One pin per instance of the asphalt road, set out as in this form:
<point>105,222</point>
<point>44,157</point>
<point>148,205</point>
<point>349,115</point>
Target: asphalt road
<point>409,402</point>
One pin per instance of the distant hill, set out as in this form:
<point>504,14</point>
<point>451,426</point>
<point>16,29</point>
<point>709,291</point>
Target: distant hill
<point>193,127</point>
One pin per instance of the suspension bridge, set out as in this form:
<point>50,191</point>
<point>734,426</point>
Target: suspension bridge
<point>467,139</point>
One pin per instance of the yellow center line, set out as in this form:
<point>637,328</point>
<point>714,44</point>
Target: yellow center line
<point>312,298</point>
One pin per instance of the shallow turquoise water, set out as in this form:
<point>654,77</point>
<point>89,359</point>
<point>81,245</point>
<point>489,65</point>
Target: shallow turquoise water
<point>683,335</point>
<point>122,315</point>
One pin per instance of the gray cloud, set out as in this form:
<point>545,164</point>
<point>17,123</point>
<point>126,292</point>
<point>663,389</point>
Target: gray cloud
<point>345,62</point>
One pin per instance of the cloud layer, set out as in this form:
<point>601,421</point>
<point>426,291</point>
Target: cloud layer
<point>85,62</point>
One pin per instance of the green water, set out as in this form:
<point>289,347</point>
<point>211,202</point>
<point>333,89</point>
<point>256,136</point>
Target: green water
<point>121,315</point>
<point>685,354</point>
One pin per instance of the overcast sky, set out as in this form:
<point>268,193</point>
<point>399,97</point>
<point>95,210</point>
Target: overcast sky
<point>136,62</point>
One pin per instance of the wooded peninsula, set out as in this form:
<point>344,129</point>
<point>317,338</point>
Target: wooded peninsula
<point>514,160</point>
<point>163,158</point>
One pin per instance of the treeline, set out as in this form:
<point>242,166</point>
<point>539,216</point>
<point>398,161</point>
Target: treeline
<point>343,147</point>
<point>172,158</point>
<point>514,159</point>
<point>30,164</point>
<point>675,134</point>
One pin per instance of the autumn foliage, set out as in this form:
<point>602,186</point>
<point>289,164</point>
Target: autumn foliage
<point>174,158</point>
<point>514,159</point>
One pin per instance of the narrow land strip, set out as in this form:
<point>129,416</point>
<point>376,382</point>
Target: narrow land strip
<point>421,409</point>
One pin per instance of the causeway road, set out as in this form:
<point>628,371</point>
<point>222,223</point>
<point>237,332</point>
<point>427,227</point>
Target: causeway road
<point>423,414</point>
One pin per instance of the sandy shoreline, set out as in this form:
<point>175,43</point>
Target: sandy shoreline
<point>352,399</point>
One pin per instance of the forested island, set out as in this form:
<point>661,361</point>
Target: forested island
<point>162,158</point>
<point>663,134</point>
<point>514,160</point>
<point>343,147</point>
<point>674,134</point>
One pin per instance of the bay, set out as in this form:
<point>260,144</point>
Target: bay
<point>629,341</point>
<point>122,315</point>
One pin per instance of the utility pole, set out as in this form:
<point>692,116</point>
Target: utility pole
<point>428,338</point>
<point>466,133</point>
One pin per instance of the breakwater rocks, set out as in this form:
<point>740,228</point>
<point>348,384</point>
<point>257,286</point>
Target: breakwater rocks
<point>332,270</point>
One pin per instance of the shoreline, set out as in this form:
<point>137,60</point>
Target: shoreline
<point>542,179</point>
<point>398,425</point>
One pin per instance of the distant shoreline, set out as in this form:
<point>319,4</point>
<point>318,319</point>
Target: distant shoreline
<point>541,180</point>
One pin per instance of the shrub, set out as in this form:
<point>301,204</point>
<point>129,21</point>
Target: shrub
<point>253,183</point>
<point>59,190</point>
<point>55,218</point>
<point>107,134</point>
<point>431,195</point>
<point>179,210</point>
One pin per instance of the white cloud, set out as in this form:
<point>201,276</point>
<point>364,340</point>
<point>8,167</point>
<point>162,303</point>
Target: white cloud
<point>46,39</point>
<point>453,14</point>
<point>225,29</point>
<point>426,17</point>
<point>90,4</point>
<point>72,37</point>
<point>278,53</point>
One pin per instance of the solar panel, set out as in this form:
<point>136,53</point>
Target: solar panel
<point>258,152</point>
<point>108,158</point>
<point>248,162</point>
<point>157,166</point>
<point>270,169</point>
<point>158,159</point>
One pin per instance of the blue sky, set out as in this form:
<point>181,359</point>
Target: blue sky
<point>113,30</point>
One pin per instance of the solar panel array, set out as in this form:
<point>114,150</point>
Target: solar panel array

Problem statement:
Copy out the material above in its entirety. Every detail must match.

Task result:
One pin per instance of the asphalt road, set out as in this form:
<point>105,222</point>
<point>44,157</point>
<point>148,205</point>
<point>349,115</point>
Target: asphalt road
<point>409,402</point>
One pin per instance of the distant hill, set out as in this form:
<point>504,14</point>
<point>451,426</point>
<point>16,29</point>
<point>709,291</point>
Target: distant hill
<point>193,127</point>
One pin per instance of the suspension bridge, set out as in this form:
<point>50,191</point>
<point>734,426</point>
Target: suspension bridge
<point>467,139</point>
One pin per instance of the yellow center line, set out as in this form:
<point>637,328</point>
<point>714,44</point>
Target: yellow center line
<point>312,298</point>
One pin per instance of the shallow turquoise water, set out as in this form:
<point>654,77</point>
<point>89,359</point>
<point>81,245</point>
<point>489,65</point>
Target: shallow turquoise water
<point>683,335</point>
<point>122,315</point>
One pin per instance of the gray cloud, set out as in this form:
<point>545,164</point>
<point>17,123</point>
<point>126,292</point>
<point>663,389</point>
Target: gray cloud
<point>345,62</point>
One pin per instance of the cloud layer, set out as in this form:
<point>601,421</point>
<point>426,291</point>
Target: cloud layer
<point>85,62</point>
One pin per instance of the green water, set out as in this form:
<point>289,347</point>
<point>211,202</point>
<point>333,89</point>
<point>256,136</point>
Target: green water
<point>121,315</point>
<point>685,354</point>
One pin per instance of the overcast sky, set out as in this form:
<point>268,193</point>
<point>399,97</point>
<point>95,210</point>
Target: overcast sky
<point>136,62</point>
One pin per instance of the wooded peninsula, set out as in this form:
<point>344,129</point>
<point>317,338</point>
Target: wooded peninsula
<point>514,160</point>
<point>163,158</point>
One pin per instance of the treeline, set out as in this form:
<point>242,166</point>
<point>539,216</point>
<point>398,161</point>
Target: treeline
<point>343,147</point>
<point>172,158</point>
<point>514,159</point>
<point>30,164</point>
<point>675,134</point>
One pin per instance of the autumn foliage, set out as in this form:
<point>602,186</point>
<point>289,164</point>
Target: autumn foliage
<point>174,158</point>
<point>514,159</point>
One pin per instance of the narrow land strip, set out as in this form:
<point>129,416</point>
<point>376,382</point>
Target: narrow land strip
<point>421,409</point>
One pin per instance of the causeway road, set out as in this form:
<point>628,371</point>
<point>222,223</point>
<point>237,332</point>
<point>427,227</point>
Target: causeway road
<point>423,414</point>
One pin per instance of the sandy shoreline, set out as in this form:
<point>175,43</point>
Target: sandy shoreline
<point>352,399</point>
One pin per instance of the forested island, set out as in this form:
<point>661,361</point>
Target: forested island
<point>162,158</point>
<point>663,134</point>
<point>514,160</point>
<point>343,147</point>
<point>674,134</point>
One pin per instance of the bay, set out as in this form:
<point>260,144</point>
Target: bay
<point>629,341</point>
<point>122,315</point>
One pin per instance of the utility pole, set out as in this form:
<point>692,116</point>
Target: utility pole
<point>428,338</point>
<point>466,133</point>
One pin per instance of the breakwater rocks, set out as in this form:
<point>740,228</point>
<point>348,384</point>
<point>257,286</point>
Target: breakwater rocks
<point>332,270</point>
One pin per instance of the shoreline, set out as in this form:
<point>137,60</point>
Target: shoreline
<point>542,179</point>
<point>398,425</point>
One pin per instance of the distant shoreline, set out as in this form:
<point>319,4</point>
<point>318,319</point>
Target: distant shoreline
<point>541,180</point>
One pin per instance of the shrub, set out as in this form:
<point>301,204</point>
<point>129,21</point>
Target: shrub
<point>253,183</point>
<point>59,190</point>
<point>55,218</point>
<point>107,134</point>
<point>431,195</point>
<point>179,210</point>
One pin per instance of the white cloud, set out as in this form:
<point>201,276</point>
<point>364,340</point>
<point>8,167</point>
<point>162,303</point>
Target: white cloud
<point>46,39</point>
<point>453,14</point>
<point>225,29</point>
<point>426,17</point>
<point>90,4</point>
<point>72,37</point>
<point>278,53</point>
One pin per instance of the solar panel, set out as in this form:
<point>136,53</point>
Target: solar panel
<point>258,152</point>
<point>108,158</point>
<point>248,162</point>
<point>157,166</point>
<point>270,169</point>
<point>158,159</point>
One pin per instance of the blue sky, set out as in this form:
<point>181,359</point>
Target: blue sky
<point>113,30</point>
One pin per instance of the solar panel array, set out as in this form:
<point>114,150</point>
Target: solar panel array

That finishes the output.